**Data for processing:**
##############################

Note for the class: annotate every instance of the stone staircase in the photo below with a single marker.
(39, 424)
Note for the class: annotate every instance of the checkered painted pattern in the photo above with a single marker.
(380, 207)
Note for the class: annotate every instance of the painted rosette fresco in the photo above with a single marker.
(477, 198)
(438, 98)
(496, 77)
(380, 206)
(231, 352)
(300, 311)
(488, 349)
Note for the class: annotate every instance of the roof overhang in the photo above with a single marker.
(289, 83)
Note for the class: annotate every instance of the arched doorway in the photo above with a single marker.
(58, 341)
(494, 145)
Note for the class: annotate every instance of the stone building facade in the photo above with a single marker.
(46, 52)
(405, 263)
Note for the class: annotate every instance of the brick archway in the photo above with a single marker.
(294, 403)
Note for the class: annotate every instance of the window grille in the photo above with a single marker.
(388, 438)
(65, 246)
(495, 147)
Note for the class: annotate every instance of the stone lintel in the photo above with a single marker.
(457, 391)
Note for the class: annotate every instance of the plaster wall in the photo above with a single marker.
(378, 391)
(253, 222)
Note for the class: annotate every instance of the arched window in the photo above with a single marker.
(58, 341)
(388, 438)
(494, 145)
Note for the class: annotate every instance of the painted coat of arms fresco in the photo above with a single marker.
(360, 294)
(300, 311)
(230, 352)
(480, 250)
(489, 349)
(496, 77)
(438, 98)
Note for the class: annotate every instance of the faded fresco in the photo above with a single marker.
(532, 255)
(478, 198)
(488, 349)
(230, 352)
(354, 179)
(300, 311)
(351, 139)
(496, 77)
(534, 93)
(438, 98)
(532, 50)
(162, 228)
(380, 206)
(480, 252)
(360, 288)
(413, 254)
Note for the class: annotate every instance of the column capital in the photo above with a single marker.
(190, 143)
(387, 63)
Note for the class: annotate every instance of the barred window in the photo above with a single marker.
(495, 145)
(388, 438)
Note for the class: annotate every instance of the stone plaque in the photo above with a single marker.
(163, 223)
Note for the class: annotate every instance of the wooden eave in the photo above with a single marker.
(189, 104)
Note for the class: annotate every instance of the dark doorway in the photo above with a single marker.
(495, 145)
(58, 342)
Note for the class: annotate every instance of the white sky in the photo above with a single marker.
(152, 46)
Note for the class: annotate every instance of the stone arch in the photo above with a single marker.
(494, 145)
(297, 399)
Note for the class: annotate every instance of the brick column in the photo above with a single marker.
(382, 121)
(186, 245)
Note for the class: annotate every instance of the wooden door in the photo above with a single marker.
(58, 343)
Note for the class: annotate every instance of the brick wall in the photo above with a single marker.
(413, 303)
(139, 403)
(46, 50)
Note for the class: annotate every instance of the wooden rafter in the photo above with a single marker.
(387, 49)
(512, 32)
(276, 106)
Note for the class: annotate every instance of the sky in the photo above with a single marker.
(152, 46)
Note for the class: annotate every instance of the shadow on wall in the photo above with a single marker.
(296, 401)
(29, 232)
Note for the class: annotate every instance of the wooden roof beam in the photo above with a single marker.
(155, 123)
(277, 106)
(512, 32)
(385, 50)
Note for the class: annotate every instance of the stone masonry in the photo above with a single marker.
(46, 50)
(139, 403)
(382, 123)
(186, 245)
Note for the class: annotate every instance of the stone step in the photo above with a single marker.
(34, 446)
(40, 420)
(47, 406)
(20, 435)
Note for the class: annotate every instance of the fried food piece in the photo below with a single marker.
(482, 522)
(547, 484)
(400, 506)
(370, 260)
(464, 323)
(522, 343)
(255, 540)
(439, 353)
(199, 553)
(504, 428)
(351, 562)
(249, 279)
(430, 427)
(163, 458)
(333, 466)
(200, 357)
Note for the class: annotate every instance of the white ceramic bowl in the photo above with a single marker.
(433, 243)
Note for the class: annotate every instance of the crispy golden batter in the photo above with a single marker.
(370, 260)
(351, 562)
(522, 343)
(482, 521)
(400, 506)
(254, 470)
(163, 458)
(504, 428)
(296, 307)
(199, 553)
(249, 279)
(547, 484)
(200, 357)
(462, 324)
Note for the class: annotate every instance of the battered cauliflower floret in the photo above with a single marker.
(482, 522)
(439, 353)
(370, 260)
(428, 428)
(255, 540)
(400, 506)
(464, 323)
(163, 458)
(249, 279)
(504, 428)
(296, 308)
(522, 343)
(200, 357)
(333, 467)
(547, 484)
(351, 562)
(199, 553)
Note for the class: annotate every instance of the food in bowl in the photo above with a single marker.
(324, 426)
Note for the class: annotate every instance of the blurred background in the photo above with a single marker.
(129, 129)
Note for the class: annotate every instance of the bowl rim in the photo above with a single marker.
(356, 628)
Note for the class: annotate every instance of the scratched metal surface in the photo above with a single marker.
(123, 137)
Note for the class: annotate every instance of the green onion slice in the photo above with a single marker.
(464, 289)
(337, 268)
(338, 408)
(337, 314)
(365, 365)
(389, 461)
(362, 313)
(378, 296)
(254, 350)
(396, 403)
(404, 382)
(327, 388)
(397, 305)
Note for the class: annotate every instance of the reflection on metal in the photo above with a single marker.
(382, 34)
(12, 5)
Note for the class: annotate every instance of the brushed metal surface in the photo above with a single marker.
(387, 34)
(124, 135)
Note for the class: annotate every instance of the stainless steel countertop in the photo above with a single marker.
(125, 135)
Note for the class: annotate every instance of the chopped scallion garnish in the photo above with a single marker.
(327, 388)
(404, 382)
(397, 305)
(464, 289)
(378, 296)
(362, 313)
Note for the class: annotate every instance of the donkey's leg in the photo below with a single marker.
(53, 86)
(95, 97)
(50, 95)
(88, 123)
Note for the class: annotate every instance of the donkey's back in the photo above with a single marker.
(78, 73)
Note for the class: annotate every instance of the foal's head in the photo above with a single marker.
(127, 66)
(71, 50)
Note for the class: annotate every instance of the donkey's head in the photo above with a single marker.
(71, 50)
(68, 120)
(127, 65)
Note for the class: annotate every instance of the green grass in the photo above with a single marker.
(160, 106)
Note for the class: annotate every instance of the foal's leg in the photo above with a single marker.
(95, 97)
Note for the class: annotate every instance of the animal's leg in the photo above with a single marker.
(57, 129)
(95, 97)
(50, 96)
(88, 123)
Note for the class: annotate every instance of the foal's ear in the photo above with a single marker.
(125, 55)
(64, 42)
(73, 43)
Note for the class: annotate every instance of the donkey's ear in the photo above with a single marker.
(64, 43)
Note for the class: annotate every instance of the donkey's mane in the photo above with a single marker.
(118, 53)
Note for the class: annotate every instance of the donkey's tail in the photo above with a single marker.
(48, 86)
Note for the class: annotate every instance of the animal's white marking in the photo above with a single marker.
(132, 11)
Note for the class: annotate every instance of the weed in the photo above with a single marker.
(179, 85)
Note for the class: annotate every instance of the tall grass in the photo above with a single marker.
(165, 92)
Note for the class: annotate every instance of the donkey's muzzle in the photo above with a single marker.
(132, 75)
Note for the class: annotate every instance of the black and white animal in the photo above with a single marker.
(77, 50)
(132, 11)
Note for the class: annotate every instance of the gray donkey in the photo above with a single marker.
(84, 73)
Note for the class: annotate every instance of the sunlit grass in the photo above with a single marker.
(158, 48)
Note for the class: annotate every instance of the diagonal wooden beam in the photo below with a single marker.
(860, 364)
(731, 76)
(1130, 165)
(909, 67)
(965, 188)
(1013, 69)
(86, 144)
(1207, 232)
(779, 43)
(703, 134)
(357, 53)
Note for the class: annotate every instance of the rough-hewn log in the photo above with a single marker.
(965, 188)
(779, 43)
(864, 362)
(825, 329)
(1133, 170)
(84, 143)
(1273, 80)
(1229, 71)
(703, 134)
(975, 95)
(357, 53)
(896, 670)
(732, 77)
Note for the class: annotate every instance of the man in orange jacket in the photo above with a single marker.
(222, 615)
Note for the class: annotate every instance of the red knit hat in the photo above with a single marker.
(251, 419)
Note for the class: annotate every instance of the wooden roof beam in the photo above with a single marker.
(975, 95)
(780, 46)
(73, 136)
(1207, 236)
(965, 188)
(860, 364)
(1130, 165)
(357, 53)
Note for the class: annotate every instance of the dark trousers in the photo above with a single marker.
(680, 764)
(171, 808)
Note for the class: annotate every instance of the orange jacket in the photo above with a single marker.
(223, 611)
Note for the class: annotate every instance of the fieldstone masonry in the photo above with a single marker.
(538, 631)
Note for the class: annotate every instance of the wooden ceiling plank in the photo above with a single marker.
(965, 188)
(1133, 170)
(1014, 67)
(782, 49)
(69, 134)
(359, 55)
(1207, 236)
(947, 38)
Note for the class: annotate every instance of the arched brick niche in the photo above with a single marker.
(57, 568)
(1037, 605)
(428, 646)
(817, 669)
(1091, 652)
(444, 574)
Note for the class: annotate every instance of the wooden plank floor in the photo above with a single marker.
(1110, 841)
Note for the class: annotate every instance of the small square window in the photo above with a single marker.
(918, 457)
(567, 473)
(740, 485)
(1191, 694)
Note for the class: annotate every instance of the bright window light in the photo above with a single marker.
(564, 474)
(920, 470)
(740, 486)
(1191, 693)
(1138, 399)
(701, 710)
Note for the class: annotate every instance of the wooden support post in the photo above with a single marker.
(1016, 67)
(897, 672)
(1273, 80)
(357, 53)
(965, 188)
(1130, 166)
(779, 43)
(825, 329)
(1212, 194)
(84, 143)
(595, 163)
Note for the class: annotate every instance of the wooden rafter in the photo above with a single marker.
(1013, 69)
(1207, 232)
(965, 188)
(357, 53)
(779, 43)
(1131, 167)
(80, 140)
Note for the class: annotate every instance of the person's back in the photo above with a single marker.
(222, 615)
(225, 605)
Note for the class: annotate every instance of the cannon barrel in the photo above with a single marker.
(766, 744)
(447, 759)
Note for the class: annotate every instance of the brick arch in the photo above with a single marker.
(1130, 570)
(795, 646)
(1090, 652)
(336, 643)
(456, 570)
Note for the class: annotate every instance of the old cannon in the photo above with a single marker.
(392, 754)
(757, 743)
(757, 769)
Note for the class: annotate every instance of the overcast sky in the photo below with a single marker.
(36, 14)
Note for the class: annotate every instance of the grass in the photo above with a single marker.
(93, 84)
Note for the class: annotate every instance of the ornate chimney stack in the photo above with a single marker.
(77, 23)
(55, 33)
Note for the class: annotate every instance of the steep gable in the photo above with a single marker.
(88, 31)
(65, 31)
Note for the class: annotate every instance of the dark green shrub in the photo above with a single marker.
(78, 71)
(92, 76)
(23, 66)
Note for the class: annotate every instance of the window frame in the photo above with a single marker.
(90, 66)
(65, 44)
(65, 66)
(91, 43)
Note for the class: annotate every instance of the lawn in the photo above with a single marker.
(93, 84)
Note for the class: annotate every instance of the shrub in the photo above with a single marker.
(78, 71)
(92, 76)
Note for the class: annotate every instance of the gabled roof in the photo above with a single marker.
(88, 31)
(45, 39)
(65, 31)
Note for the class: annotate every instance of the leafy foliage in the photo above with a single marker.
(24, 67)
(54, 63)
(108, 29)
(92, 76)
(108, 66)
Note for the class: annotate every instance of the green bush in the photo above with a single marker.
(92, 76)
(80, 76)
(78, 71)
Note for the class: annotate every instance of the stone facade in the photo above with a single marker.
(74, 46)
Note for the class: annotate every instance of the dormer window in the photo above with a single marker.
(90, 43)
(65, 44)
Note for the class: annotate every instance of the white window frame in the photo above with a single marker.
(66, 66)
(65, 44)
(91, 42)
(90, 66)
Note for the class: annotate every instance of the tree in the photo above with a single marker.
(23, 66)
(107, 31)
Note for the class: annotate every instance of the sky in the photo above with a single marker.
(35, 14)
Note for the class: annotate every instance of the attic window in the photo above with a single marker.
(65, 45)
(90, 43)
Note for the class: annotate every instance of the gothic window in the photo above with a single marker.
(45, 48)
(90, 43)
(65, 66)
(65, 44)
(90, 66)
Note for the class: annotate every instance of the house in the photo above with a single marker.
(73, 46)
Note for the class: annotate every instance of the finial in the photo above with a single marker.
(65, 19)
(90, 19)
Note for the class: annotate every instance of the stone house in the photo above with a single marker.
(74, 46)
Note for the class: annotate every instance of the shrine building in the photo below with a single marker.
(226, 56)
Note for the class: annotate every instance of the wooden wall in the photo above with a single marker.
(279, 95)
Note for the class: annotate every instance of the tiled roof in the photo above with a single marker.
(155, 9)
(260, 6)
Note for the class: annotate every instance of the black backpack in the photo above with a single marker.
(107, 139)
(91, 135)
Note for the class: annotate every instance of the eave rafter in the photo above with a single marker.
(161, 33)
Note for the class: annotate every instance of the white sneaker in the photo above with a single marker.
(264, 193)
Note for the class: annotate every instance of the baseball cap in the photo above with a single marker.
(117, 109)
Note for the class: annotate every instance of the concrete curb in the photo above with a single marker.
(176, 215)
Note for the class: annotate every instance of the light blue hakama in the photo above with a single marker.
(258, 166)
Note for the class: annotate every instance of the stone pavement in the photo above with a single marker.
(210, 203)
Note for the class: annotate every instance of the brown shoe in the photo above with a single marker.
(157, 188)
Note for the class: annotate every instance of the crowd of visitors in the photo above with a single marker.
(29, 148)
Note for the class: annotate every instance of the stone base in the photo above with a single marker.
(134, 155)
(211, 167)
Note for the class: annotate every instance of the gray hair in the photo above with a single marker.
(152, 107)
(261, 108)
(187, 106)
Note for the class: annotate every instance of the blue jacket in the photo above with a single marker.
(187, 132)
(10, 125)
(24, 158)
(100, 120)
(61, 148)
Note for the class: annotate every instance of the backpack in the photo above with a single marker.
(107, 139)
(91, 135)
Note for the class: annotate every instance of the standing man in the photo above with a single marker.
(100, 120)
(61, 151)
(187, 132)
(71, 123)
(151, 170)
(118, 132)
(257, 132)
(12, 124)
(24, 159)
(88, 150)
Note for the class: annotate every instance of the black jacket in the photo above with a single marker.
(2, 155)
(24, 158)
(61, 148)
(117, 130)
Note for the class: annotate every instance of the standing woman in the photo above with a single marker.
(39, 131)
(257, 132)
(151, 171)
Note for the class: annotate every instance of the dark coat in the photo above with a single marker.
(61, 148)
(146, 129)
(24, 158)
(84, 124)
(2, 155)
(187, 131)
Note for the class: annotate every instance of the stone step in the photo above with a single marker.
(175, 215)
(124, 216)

##############################

**What you need to do:**
Only the lines from the one with "Note for the class: annotate every instance of the brown" through the final line above belong in the answer, each retyped exactly.

**Response area:**
Note for the class: annotate every instance of the brown shoe in the photo above with a single marker.
(157, 188)
Note for the class: annotate every instance of the crowd of visitors in the photo above with a single marker.
(29, 148)
Note for the class: annotate every instance of the stone base in the photo above with a single marker.
(134, 155)
(211, 167)
Note for the class: annotate every instance of the gray hair in the photo above with a single marker.
(152, 107)
(261, 108)
(187, 106)
Note for the class: annotate every instance of the blue jacket in the photo above with a single marker.
(187, 132)
(10, 125)
(24, 158)
(100, 120)
(61, 148)
Note for the class: annotate every instance of the backpack in the photo above with a single marker.
(107, 139)
(91, 135)
Note for the class: annotate every instance of the standing man in the photo above with a single marker.
(100, 120)
(61, 151)
(187, 132)
(71, 123)
(151, 170)
(118, 132)
(257, 132)
(12, 124)
(24, 159)
(88, 150)
Note for the class: annotate every instance of the black jacket in the photo above with a single marker.
(2, 155)
(24, 158)
(61, 148)
(117, 130)
Note for the class: annotate every instance of the standing woman in the photo above with a single marker.
(39, 131)
(257, 132)
(151, 171)
Note for the class: annotate every instance of the dark coat in the photo above with a single marker.
(61, 148)
(146, 129)
(24, 158)
(84, 124)
(2, 155)
(187, 131)
Note for the class: annotate every instance of the stone step in the photo above with a single marker.
(175, 215)
(124, 216)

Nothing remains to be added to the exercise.